**Your instructions**
Reproduce the stretch of items from the line containing "Provide the segmentation of every instance of the green metal" through the line containing "148 23 L 151", keeping every line identical and including both of those lines.

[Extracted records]
----------------------------------------

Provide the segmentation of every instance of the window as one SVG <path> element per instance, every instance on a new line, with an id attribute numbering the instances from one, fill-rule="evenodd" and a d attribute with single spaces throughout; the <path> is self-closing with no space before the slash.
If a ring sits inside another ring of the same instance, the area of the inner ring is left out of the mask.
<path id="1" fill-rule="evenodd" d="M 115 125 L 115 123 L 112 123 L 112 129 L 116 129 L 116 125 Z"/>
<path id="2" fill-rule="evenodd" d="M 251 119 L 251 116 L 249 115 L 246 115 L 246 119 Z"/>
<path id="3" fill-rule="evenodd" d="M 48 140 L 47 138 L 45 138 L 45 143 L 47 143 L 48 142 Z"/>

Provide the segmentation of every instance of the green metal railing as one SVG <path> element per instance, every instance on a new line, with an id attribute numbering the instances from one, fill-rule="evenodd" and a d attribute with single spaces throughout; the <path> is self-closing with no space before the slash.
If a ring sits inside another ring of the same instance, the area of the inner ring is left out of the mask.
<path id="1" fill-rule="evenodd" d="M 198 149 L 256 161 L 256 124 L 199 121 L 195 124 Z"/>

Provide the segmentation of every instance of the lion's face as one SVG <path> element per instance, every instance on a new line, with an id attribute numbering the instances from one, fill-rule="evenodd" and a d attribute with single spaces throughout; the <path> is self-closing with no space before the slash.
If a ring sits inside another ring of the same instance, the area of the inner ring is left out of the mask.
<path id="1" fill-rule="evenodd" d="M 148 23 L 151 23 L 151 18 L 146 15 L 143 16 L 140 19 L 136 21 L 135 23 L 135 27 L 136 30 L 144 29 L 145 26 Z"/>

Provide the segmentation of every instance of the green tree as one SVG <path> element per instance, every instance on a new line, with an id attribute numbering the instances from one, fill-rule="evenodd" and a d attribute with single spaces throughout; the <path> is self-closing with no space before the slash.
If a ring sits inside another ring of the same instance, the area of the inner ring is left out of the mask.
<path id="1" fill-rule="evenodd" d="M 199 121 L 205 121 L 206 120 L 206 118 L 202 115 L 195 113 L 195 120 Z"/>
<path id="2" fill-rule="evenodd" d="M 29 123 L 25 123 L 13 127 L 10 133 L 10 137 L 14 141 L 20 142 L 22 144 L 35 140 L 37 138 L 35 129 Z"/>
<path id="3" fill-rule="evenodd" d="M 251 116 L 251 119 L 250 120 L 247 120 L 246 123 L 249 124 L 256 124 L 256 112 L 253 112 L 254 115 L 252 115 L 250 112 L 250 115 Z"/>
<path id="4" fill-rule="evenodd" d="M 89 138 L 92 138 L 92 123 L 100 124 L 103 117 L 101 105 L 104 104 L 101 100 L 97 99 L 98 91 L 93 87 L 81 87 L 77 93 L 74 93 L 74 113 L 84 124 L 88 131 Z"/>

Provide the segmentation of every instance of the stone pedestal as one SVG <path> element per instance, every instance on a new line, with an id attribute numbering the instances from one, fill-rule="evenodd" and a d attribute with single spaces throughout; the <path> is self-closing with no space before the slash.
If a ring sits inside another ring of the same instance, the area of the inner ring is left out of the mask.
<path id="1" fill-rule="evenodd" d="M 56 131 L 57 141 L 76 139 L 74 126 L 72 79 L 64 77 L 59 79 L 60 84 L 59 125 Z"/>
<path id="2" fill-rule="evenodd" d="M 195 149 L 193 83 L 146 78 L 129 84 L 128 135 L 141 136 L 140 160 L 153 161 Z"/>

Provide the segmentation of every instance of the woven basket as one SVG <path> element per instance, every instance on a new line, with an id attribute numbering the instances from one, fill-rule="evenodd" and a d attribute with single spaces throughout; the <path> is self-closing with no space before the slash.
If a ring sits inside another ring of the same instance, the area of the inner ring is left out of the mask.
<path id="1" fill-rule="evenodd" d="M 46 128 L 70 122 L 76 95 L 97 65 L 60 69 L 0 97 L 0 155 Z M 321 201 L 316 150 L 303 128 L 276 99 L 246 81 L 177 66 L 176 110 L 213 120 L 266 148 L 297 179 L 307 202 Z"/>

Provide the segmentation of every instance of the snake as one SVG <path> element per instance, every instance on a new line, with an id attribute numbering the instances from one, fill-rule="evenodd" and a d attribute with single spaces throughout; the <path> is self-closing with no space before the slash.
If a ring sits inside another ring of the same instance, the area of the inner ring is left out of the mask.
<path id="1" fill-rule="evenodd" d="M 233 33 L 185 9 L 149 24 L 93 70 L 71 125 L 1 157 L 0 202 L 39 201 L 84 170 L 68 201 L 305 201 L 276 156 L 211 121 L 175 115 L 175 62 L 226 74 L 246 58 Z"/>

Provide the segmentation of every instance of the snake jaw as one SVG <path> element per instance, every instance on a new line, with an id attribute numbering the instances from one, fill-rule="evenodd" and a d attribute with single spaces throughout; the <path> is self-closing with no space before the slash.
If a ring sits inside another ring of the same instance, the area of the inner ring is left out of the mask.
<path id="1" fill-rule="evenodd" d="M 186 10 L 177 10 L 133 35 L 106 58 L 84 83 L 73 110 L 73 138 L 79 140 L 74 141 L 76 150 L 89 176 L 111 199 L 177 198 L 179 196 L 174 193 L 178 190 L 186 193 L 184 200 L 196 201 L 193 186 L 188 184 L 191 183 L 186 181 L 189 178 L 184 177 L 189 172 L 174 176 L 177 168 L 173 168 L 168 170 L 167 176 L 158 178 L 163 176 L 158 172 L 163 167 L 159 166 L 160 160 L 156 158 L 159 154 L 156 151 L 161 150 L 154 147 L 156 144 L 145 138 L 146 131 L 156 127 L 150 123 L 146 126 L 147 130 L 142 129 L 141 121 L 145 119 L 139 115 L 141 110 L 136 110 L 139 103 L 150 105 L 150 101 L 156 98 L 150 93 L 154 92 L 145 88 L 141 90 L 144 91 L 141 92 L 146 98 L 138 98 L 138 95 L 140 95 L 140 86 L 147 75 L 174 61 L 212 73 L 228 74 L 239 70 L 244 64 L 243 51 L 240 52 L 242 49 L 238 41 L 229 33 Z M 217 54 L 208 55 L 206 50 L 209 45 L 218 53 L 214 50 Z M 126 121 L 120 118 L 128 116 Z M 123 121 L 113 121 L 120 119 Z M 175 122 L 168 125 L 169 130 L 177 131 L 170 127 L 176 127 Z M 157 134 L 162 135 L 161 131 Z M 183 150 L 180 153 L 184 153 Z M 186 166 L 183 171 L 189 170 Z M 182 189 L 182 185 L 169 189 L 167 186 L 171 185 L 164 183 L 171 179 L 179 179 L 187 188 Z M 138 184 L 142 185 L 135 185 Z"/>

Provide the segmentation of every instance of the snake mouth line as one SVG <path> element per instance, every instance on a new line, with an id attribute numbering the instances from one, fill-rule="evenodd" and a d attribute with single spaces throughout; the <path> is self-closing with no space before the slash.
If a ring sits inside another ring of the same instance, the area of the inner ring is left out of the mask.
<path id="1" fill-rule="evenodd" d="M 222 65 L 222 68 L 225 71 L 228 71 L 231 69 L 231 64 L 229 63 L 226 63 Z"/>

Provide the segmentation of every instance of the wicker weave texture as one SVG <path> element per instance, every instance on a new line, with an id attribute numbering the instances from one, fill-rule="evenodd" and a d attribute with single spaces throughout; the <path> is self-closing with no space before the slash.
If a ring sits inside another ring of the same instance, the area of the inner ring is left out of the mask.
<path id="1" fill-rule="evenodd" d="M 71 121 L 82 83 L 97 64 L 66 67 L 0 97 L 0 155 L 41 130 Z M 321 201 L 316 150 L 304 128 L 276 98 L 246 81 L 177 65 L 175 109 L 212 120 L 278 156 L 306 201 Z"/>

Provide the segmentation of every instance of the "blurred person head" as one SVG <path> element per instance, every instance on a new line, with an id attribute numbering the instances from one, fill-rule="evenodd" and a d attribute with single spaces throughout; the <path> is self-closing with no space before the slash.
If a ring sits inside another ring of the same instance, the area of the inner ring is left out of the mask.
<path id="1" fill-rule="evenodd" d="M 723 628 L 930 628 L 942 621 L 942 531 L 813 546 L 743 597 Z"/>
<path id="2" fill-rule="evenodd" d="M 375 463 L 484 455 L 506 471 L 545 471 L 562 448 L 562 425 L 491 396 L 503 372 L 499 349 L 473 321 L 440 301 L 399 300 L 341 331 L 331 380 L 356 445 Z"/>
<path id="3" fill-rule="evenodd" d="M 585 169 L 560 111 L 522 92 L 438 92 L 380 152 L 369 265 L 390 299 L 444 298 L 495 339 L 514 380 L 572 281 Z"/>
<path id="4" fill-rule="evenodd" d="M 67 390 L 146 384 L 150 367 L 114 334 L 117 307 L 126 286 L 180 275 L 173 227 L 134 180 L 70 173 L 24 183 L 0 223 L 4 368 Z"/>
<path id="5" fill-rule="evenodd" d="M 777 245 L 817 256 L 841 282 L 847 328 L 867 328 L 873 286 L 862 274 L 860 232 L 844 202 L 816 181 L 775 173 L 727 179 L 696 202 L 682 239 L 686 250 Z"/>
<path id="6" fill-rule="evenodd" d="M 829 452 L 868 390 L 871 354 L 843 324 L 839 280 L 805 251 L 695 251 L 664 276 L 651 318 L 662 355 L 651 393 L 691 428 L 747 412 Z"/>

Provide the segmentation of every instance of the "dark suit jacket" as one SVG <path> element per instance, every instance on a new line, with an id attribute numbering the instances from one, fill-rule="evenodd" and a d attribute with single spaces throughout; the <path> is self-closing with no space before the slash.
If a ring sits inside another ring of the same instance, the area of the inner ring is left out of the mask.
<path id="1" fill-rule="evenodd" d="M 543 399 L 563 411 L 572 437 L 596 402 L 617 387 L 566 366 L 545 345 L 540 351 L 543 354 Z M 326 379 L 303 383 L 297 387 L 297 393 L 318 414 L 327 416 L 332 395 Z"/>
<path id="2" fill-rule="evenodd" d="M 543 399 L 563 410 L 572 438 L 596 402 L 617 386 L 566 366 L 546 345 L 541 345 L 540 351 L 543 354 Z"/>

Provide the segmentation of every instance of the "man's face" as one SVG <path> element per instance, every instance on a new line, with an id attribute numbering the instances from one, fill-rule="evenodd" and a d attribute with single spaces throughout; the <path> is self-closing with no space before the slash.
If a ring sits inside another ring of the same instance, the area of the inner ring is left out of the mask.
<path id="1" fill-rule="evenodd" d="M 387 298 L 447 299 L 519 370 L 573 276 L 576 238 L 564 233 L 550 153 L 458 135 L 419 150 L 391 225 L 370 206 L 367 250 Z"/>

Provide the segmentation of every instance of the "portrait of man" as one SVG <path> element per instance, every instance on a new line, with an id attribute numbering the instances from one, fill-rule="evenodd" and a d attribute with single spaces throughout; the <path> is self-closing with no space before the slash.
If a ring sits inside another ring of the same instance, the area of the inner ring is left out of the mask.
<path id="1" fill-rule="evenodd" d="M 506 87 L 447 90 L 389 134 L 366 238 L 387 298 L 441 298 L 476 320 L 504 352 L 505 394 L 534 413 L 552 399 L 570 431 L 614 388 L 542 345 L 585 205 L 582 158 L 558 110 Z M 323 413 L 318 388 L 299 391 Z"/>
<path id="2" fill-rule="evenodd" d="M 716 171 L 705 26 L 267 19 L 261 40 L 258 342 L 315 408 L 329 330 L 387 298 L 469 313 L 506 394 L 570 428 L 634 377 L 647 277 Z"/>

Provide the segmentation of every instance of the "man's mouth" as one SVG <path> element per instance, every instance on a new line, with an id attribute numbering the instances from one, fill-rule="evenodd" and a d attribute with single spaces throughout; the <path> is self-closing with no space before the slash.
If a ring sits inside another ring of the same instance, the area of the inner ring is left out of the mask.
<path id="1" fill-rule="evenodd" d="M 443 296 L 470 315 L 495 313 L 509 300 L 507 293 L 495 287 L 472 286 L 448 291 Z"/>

----------------------------------------

**Response to this task**
Provide the segmentation of every instance of the green metal railing as one SVG <path> element per instance, every instance on a new line, with an id attribute numbering the instances from one, fill-rule="evenodd" and a d attribute with single spaces throughout; the <path> is self-closing with no space before the slash.
If a ring sits inside another ring of the same instance, the area of the inner ring is left out of the mask.
<path id="1" fill-rule="evenodd" d="M 198 149 L 256 161 L 256 124 L 199 121 L 195 124 Z"/>

Provide the segmentation of every instance of the lion's face as one SVG <path> element per instance, every instance on a new line, with an id attribute numbering the instances from one, fill-rule="evenodd" and a d attribute with single spaces throughout; the <path> is self-closing with no space before the slash.
If a ring sits inside another ring of the same instance, the area of the inner ring is left out of the mask.
<path id="1" fill-rule="evenodd" d="M 148 23 L 151 23 L 151 18 L 146 15 L 143 16 L 140 19 L 136 21 L 135 23 L 135 27 L 136 30 L 144 29 L 145 26 Z"/>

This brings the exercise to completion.